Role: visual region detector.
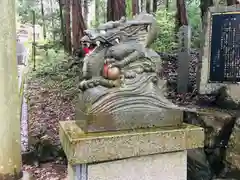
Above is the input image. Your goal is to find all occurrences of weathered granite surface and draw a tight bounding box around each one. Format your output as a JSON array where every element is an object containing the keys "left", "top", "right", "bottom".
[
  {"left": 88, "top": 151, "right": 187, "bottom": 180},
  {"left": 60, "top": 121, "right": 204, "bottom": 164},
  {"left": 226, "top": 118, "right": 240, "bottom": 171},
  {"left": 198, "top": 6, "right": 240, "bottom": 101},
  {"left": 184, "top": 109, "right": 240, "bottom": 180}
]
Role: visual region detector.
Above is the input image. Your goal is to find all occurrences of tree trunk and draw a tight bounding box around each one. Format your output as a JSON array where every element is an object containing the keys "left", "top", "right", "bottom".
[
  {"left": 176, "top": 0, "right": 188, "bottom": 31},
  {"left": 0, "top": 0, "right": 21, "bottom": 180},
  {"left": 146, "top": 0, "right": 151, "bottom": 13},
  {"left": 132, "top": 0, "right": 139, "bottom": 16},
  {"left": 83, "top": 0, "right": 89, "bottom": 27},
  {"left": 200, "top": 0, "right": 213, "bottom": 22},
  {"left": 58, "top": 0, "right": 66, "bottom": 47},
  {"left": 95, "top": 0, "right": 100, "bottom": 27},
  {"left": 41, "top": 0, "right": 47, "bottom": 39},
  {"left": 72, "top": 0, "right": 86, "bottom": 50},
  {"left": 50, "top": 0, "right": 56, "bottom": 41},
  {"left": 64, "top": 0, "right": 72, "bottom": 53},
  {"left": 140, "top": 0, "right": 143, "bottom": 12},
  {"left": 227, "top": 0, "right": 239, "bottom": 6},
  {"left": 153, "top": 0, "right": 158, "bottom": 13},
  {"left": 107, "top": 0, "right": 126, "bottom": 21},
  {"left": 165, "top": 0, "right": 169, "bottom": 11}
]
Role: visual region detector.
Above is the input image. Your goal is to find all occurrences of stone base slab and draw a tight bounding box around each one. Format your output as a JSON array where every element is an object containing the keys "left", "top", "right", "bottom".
--- --- ---
What this task involves: Collect every line of the data above that contains the string "around", treating uppercase and lowercase as distinct.

Answer for this exercise:
Above is the input image. Your goal is to find all occurrences of weathered granite surface and draw a tight bounding box around each one. Format your output as a JSON array where every element is an object containing the keys "left", "top", "right", "bottom".
Above is the input image. Your goal is to find all occurrences of tree trunk and draw a tight bounding box around each one. Format your output as a JSON array where every element is an object containing the keys "left", "top", "right", "bottom".
Above is the input image. Your goal is to find all occurrences of stone base slab and draw a tight bounding box around each one. Format your output as a JSON array where every element is an object containing the keys "left", "top", "right", "bottom".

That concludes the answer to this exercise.